Records to use:
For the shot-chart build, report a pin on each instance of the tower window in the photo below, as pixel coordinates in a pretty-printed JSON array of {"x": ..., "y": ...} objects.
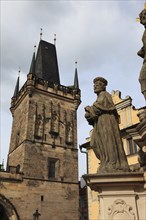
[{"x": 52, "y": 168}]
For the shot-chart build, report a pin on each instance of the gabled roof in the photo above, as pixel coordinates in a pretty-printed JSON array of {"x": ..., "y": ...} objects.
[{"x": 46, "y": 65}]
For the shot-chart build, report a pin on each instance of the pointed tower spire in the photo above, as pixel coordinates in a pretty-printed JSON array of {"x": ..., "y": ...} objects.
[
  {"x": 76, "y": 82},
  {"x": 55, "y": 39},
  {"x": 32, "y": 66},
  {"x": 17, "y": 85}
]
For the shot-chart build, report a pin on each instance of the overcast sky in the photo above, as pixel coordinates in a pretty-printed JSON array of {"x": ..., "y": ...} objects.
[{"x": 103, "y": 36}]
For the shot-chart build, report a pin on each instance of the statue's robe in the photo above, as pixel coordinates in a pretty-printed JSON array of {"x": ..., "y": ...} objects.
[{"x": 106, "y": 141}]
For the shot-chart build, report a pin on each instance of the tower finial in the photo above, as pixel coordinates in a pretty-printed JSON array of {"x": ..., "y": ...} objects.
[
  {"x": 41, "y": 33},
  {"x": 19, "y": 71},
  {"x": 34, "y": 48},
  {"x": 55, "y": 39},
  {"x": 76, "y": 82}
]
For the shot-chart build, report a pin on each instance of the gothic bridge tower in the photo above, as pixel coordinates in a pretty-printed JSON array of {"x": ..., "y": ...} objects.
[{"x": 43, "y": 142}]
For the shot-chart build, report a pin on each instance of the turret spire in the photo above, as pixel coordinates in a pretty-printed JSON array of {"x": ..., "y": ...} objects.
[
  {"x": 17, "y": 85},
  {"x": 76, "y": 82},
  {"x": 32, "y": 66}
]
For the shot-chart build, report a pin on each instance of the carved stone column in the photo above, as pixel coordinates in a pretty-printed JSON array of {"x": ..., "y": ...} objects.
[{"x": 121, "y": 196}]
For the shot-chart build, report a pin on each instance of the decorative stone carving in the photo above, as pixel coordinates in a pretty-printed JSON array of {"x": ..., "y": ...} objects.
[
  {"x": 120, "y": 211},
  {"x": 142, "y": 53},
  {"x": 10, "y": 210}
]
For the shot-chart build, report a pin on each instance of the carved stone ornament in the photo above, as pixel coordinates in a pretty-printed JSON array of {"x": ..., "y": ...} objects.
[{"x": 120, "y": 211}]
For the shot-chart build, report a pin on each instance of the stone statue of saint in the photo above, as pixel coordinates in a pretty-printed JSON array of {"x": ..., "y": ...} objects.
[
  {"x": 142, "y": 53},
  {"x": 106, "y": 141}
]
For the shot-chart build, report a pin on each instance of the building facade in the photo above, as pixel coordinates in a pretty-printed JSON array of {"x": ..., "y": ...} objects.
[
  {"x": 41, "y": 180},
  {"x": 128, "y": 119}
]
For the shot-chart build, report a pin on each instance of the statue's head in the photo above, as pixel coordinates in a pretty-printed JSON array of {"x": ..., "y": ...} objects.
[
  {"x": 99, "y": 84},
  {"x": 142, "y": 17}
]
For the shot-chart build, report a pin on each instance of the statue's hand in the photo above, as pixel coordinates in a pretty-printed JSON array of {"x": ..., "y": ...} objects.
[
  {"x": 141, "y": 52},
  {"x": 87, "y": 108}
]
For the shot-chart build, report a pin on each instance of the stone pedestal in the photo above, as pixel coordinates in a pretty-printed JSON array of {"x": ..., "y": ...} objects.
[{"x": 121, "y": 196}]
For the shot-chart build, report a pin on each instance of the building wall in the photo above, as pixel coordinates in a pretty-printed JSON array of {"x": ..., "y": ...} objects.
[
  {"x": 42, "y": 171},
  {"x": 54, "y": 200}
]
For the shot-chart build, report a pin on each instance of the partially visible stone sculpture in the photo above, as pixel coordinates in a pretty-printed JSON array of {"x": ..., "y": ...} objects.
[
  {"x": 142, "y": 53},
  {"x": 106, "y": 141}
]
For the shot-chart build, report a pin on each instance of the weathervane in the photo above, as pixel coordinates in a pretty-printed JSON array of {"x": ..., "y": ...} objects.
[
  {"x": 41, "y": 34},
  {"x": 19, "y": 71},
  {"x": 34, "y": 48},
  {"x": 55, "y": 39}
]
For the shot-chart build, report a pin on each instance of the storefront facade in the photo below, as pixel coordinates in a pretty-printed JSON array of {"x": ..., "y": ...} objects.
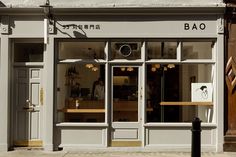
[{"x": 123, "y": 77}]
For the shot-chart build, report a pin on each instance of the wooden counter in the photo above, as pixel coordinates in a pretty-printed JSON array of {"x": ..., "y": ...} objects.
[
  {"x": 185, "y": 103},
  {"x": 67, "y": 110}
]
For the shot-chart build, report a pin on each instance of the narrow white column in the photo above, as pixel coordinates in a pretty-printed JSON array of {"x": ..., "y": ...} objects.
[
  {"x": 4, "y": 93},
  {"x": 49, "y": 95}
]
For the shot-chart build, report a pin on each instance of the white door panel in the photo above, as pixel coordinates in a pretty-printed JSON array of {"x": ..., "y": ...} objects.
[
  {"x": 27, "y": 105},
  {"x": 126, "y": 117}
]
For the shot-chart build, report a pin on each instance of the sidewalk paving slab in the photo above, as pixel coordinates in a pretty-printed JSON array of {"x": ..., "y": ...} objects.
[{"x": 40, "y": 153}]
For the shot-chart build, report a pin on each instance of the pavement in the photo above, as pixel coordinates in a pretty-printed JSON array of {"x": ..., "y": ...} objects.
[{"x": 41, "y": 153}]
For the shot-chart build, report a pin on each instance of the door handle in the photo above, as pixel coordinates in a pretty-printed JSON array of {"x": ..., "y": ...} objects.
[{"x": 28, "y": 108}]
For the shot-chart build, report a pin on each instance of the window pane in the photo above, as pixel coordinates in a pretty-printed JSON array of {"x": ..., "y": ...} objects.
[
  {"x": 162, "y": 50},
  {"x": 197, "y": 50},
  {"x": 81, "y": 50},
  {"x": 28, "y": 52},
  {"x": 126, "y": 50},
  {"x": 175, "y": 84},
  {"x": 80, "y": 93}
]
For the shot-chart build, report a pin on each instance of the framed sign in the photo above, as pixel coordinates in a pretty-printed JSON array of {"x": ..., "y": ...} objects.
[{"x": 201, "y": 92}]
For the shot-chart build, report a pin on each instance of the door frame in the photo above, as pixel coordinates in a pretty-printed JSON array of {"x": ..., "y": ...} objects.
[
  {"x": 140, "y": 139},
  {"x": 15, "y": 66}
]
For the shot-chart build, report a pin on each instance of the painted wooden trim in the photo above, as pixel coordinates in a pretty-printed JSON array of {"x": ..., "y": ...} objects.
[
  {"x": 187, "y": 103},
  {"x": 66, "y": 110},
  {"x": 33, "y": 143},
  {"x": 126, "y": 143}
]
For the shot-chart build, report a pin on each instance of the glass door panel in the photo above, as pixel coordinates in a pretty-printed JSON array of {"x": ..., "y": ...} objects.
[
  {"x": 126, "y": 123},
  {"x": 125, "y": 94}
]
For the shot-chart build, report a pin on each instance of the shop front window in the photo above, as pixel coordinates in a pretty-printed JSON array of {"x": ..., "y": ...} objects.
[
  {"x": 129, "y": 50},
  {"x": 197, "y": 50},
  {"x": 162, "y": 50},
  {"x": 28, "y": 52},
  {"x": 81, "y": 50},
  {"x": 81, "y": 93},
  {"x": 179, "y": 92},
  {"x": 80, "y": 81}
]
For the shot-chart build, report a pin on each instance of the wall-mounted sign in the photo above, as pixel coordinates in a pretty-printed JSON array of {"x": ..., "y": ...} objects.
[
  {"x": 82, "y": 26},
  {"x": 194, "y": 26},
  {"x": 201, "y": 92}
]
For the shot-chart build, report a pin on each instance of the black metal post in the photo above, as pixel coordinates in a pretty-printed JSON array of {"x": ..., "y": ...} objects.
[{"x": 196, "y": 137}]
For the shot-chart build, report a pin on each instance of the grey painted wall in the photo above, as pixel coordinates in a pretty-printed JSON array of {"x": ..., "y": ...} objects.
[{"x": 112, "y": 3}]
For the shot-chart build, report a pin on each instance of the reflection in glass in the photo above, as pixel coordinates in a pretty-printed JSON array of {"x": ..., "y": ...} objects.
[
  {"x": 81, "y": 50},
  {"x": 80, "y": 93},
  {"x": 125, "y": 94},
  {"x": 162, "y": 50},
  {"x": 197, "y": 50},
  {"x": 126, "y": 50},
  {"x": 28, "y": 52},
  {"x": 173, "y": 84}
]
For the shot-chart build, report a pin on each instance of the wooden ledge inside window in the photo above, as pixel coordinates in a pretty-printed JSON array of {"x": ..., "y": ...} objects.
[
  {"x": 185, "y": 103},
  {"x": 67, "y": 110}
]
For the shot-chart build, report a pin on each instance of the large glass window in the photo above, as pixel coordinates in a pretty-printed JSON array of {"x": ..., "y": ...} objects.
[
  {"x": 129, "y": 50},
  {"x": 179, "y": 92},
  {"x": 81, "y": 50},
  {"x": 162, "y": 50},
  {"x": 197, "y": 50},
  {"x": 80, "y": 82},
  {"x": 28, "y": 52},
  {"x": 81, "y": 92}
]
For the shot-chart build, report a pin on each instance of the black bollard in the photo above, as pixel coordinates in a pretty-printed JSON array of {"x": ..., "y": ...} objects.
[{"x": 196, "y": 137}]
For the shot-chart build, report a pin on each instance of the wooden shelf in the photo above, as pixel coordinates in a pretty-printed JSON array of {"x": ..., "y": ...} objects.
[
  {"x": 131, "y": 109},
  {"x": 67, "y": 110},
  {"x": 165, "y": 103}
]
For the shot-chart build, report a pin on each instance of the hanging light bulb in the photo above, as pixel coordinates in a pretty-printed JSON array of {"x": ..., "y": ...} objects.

Task to carry out: Only the lines from the one that contains "the black bollard" to the end of the entries above should be given again, exactly and in full.

Task answer:
For the shot-chart build, report a pin on each instance of the black bollard in the photo above, as pixel coordinates in a pretty-printed JSON array of {"x": ..., "y": ...} objects.
[{"x": 196, "y": 137}]
For the shot-chart build, report a pin on each instance of the wooden shelf in the photo above, as pixel coordinates in a pretty-printed JSON array of {"x": ..., "y": ...} objects.
[
  {"x": 131, "y": 109},
  {"x": 67, "y": 110},
  {"x": 165, "y": 103}
]
For the shot-chart build, report a pin on each instance of the hanging light bulb in the photo above, as pixel coordinates in a pretty-printed JSON array of {"x": ..., "y": ...} objects.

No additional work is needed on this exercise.